(Dataset items)
::::
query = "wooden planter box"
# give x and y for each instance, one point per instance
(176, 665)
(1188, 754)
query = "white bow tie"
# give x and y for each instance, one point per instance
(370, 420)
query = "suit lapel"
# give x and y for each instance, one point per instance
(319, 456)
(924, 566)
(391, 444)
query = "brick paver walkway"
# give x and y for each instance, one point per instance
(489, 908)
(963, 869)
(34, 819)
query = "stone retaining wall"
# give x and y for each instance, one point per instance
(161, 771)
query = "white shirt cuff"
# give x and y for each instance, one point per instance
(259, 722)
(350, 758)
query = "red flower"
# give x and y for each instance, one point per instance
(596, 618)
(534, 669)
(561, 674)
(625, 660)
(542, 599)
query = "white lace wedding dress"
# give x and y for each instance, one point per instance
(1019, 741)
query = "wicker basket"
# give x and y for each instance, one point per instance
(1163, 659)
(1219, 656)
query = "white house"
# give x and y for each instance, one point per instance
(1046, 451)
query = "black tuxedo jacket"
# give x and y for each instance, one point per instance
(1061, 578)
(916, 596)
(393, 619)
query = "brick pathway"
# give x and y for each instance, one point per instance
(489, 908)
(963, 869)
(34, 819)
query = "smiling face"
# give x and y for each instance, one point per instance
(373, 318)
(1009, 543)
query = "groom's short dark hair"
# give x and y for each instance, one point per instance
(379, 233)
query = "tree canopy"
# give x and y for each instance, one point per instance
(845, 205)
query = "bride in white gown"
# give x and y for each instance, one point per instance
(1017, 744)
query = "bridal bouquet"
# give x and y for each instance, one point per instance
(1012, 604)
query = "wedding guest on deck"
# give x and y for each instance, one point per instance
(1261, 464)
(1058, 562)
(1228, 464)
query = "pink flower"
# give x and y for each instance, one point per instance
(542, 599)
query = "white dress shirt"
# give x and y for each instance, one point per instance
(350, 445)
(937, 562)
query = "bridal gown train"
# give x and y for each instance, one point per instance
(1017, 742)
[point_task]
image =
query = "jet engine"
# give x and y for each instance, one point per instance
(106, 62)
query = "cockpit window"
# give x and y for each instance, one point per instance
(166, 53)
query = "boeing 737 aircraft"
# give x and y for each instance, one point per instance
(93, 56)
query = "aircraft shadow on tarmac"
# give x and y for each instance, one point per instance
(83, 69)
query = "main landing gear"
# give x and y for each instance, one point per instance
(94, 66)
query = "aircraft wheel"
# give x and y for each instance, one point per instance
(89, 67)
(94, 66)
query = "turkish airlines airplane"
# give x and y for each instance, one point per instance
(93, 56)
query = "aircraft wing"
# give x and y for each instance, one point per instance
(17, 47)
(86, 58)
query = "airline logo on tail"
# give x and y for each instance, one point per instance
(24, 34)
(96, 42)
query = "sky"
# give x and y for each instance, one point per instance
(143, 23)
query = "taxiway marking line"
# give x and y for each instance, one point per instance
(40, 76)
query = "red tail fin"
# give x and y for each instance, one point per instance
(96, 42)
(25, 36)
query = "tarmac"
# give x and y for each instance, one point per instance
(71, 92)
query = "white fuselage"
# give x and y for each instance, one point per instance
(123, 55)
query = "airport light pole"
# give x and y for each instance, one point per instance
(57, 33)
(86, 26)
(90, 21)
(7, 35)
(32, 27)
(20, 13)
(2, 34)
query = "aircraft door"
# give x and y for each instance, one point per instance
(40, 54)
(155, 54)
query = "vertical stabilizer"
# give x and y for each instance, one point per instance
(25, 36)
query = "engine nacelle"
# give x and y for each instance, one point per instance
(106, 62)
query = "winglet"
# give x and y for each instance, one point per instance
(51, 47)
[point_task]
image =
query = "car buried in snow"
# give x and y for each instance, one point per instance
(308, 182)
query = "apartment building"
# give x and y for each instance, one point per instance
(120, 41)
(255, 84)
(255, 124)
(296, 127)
::::
*Aim of the exercise*
Gather every line above that contains the string "tarmac", matching case exactly.

*Solution*
query = "aircraft shadow on tarmac"
query = "tarmac"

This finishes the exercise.